Set exercise:
Rescale the data from the line containing "Category: white football sock" down to the line containing "[0,641,1343,896]", both lines included. Reproduce only these lines, requests too, with each bounding-box coordinate in the answers multiplied by 0.55 and rounded to a whole number, halves up.

Provided entries:
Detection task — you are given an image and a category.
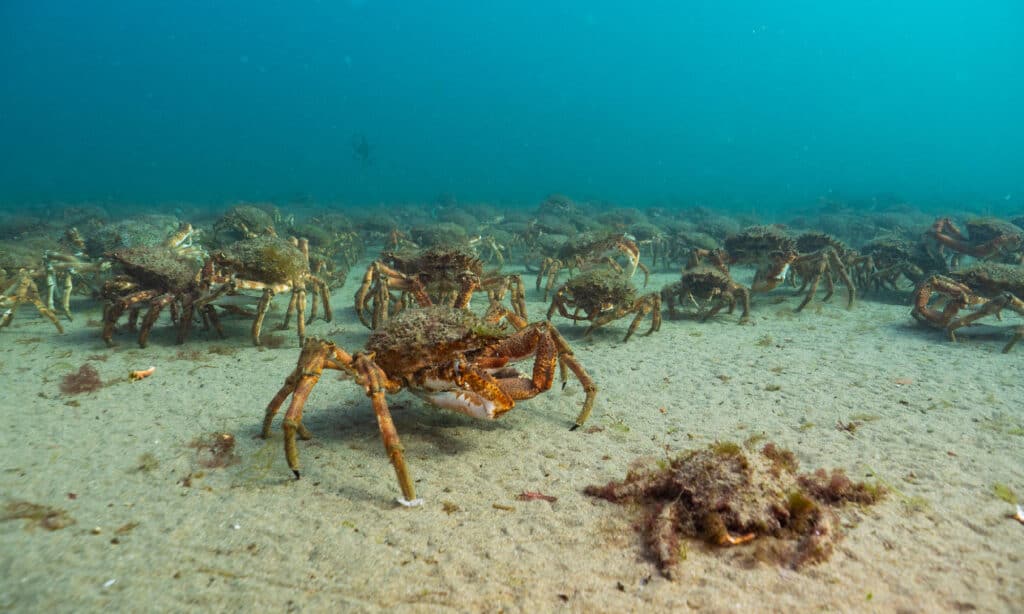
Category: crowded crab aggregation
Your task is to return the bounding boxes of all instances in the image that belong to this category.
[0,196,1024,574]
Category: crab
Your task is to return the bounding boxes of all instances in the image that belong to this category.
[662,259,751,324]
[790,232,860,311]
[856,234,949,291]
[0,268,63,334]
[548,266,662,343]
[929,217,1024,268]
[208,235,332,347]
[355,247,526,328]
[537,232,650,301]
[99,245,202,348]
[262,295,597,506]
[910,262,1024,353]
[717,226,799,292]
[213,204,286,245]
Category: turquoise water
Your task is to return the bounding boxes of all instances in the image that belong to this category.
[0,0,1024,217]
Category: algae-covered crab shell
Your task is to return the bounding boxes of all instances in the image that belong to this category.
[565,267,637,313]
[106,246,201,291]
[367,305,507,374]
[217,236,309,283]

...

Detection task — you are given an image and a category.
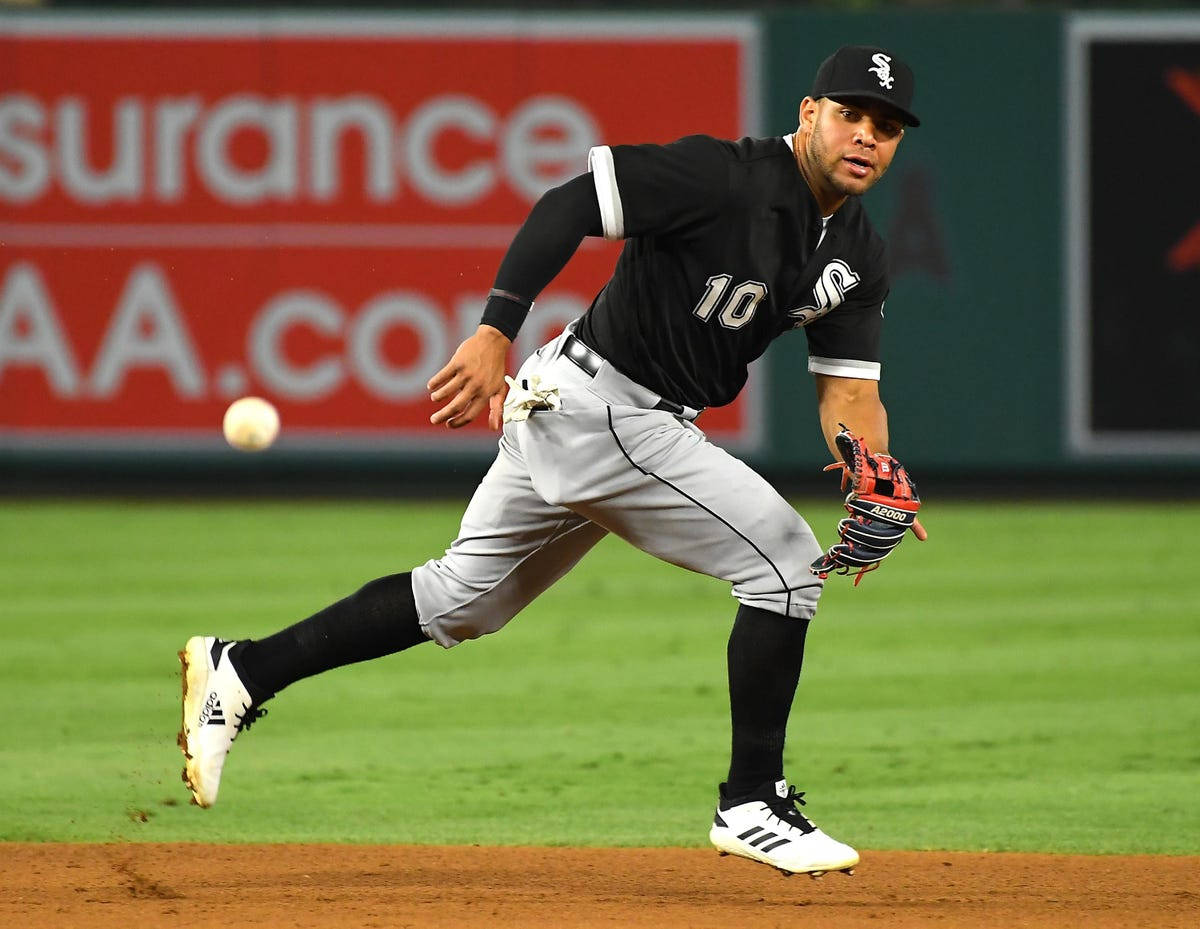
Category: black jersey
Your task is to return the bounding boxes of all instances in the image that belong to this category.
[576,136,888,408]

---

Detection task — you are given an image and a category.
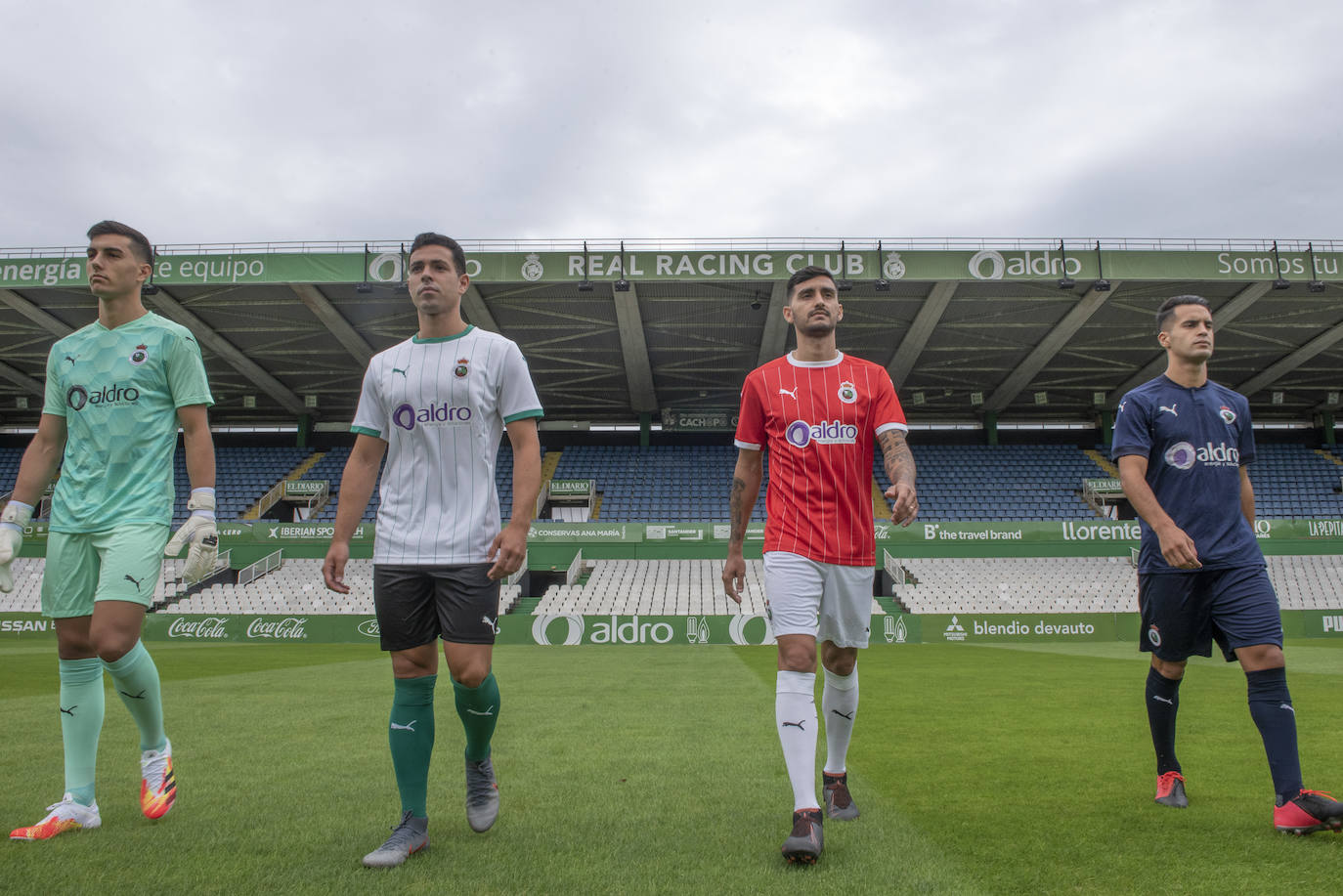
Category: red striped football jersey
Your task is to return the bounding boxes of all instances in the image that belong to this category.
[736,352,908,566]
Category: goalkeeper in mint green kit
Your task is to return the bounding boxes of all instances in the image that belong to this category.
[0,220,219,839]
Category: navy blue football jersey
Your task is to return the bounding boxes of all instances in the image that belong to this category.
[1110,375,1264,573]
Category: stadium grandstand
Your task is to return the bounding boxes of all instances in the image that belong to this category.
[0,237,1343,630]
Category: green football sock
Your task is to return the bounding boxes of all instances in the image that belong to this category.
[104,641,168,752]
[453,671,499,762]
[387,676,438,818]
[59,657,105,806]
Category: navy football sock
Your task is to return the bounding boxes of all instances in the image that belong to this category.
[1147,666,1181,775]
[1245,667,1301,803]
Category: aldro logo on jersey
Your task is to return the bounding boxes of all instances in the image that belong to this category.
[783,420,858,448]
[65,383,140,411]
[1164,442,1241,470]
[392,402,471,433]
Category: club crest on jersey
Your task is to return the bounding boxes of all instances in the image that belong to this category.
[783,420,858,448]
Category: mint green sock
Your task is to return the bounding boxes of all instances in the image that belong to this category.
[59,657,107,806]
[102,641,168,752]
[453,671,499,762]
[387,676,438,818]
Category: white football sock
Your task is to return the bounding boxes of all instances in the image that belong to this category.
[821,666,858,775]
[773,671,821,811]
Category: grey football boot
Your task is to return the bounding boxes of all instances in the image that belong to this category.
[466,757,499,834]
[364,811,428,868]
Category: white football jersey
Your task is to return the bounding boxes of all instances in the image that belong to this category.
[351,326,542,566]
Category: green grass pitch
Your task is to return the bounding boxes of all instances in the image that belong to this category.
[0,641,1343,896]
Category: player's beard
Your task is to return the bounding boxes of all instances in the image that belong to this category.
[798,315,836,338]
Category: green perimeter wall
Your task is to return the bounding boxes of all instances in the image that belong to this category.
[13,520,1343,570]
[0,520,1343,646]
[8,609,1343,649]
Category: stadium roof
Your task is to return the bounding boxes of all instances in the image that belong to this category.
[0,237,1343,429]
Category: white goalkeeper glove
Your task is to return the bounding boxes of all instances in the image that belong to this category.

Result for this exercise:
Category: white football sock
Your task is to return the bounding boxes of all instances in the image that belong to this category.
[452,366,472,426]
[425,369,452,446]
Category: grey football boot
Your task is to return the bounding boxes of all instances in the image that belong to this category.
[256,416,274,459]
[200,446,235,477]
Category: white football jersey
Your task is to return the bounding boxes of all instances in the image that belong to this category.
[193,179,298,311]
Category: green grass pitch
Your task is to return the bounding boxes of all instances in the image that belong to this category.
[0,353,739,493]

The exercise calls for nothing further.